• INSTRUCTIONS FOR THE TASK:
Copy out every one of the items below word for word, leaving nothing out and changing nothing.

• EXERCISE MATERIALS:
↓↓↓
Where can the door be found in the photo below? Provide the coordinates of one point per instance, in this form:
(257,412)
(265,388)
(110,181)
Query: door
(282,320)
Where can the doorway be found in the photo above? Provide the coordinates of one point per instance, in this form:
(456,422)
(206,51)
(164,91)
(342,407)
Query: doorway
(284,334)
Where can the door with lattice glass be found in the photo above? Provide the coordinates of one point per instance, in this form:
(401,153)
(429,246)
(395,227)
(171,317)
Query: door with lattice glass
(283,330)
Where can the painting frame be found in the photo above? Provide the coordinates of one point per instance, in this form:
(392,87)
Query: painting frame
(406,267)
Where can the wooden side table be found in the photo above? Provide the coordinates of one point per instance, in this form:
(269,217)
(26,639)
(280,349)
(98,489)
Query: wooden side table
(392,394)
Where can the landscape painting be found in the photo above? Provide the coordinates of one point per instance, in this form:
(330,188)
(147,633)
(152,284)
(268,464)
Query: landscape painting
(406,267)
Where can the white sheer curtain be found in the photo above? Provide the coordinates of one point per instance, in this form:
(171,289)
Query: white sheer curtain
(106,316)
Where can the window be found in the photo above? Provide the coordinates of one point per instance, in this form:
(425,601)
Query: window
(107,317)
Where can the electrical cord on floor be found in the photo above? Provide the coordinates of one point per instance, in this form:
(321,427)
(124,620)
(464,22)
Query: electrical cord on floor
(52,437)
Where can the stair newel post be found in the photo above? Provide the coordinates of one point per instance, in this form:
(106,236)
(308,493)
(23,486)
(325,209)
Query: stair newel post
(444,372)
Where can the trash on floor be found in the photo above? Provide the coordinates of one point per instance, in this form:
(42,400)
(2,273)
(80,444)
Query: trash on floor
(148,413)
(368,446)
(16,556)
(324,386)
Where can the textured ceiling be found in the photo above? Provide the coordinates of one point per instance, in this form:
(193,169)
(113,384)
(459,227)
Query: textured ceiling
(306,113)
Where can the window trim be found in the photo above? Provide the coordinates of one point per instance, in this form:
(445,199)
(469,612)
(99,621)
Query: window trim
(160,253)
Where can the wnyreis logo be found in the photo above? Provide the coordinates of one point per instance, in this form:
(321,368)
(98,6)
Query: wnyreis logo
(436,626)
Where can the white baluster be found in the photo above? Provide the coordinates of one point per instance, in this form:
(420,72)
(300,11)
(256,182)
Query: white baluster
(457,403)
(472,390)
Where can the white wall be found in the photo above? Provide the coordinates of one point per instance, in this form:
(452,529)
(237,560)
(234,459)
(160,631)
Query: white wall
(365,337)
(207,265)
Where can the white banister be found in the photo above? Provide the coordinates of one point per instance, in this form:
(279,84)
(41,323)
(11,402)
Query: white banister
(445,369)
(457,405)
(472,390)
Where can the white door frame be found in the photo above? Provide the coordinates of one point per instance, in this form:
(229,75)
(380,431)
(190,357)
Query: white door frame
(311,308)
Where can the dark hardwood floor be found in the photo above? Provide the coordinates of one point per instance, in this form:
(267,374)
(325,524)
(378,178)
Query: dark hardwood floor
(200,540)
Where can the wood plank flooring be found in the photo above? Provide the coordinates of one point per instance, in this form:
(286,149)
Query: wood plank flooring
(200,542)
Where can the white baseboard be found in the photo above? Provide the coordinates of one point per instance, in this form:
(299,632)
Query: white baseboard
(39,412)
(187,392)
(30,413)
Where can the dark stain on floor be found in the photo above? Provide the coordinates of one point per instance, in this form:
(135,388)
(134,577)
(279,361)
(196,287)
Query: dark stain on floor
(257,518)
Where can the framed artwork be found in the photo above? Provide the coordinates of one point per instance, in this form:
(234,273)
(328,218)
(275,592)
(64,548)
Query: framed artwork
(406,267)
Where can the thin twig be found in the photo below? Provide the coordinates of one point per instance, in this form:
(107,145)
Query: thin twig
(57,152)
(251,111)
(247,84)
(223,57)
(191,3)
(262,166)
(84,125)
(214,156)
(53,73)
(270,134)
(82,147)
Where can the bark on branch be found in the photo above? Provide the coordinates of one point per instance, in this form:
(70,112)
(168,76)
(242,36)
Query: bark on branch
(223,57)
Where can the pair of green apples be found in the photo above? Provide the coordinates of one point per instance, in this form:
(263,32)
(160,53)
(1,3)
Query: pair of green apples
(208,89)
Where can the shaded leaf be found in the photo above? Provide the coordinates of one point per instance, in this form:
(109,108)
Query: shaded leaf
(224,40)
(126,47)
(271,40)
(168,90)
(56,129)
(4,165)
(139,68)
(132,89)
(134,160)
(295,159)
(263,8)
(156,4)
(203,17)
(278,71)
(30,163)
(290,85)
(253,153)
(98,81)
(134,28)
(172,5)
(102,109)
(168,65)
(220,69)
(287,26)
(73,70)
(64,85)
↑↑↑
• SOLUTION TO THE PROBLEM:
Where can the door be found in the photo below? Provide the coordinates of one point per instance, in this form:
(257,412)
(265,388)
(110,181)
Query: door
(282,320)
Where can the doorway be found in the photo above? Provide the coordinates of one point per instance, in this form:
(456,422)
(206,51)
(164,91)
(342,407)
Query: doorway
(284,334)
Where can the door with lattice glass be found in the photo above? Provide the coordinates of one point per instance, in this form:
(401,153)
(429,246)
(395,227)
(171,317)
Query: door with lattice glass
(283,330)
Where can the painting frame be found in the photo above? Provide the coordinates of one point per instance, in this form:
(392,87)
Query: painting frame
(406,267)
Where can the wooden side table be found in the photo above? Provide the coordinates of one point per instance, in this form:
(269,217)
(26,639)
(280,349)
(98,489)
Query: wooden side table
(392,394)
Where can the landscape painting be found in the photo above? Provide the coordinates of one point per instance, in this form:
(330,188)
(147,633)
(152,284)
(268,464)
Query: landscape painting
(406,267)
Where can the white sheer curtain be found in the photo above? Provide the coordinates of one point per instance, in this form:
(171,289)
Query: white sheer curtain
(106,316)
Where can the window be found in the photo above? Provide the coordinates of one point per instance, in this form:
(425,601)
Query: window
(107,317)
Where can the electrical cord on floor be found in the photo above? Provide the coordinates of one point per instance, in this form:
(321,427)
(124,620)
(464,22)
Query: electrical cord on floor
(52,437)
Where can the stair newel post be found in the photo above? Provide the coordinates of one point per instance, in this form:
(106,236)
(308,493)
(23,486)
(325,209)
Query: stair newel post
(444,372)
Where can the trash on floor be found in the photo above? Provide the coordinates of one point per instance, in this form:
(42,400)
(2,273)
(80,444)
Query: trash on floor
(148,413)
(368,446)
(16,556)
(324,386)
Where can the textured ceiling be found in the photo above? Provide the coordinates of one point per instance, in this form:
(193,169)
(113,384)
(459,227)
Query: textured ceiling
(306,113)
Where can the window trim be found in the photo above? Provide the coordinates of one point per instance, in this form:
(445,199)
(469,612)
(99,621)
Query: window trim
(160,253)
Where can the wnyreis logo be found in the photo above? Provide the coordinates of one point per instance, in this form:
(321,368)
(98,6)
Query: wnyreis logo
(436,626)
Where can the white baluster be found in the photo above? Provide the coordinates of one point per instance, in this form:
(420,72)
(300,11)
(256,182)
Query: white baluster
(457,403)
(472,390)
Where can the white wall be found in the photo above? Provide the coordinates of one point per instance, in this form:
(452,529)
(237,560)
(234,459)
(160,631)
Query: white wall
(365,337)
(207,265)
Where can the white banister be found in the photo above? Provide the coordinates of one point per instance, in this form:
(279,84)
(41,323)
(11,402)
Query: white banister
(445,369)
(457,405)
(472,390)
Where can the white door frame be found in the photo above? Provide the coordinates of one point per instance, in this form:
(229,75)
(380,431)
(190,357)
Query: white door frame
(311,308)
Where can the dark hardwood floor be found in the photo above? Provide the coordinates of one point per instance, in this form:
(267,374)
(325,524)
(378,178)
Query: dark hardwood floor
(200,540)
Where can the wood plank flooring be found in the photo above? Provide the coordinates of one point per instance, in this form:
(286,149)
Query: wood plank flooring
(200,542)
Where can the white baseboard be found in the photo above? Provide the coordinates of one point per instance, in this form:
(299,632)
Query: white baseboard
(39,412)
(187,392)
(30,413)
Where can the dark stain on floor be found in the photo above? Provide the coordinates of one point per instance, in this form:
(135,388)
(134,577)
(279,361)
(196,287)
Query: dark stain on floor
(257,518)
Where can the framed artwork be found in the photo above? Provide the coordinates of one point per instance, in this form:
(234,273)
(328,218)
(275,592)
(64,548)
Query: framed artwork
(406,267)
Where can the thin twig be found in the photo below? Provide the coordinates of one point per instance, in this form:
(107,145)
Query: thin twig
(57,152)
(251,111)
(247,84)
(223,57)
(191,3)
(262,166)
(84,125)
(214,156)
(53,73)
(270,134)
(82,147)
Where can the bark on branch be found in the photo above? Provide the coordinates of one point per instance, in this form:
(70,112)
(168,76)
(242,36)
Query: bark on branch
(223,57)
Where can the pair of green apples be found in the photo above? Provide the coordinates of one point per instance, in this form:
(263,32)
(160,53)
(1,3)
Query: pair of green apples
(208,89)
Where can the shaded leaf be found in the photo above? Provide the coordinates of one point per instance, in this form:
(109,108)
Query: shaded leaf
(224,40)
(126,47)
(271,40)
(168,90)
(56,129)
(4,165)
(139,68)
(132,89)
(134,160)
(295,159)
(263,8)
(156,4)
(203,17)
(278,71)
(30,163)
(290,85)
(253,153)
(98,81)
(134,28)
(172,5)
(102,109)
(168,65)
(220,69)
(287,26)
(73,70)
(64,85)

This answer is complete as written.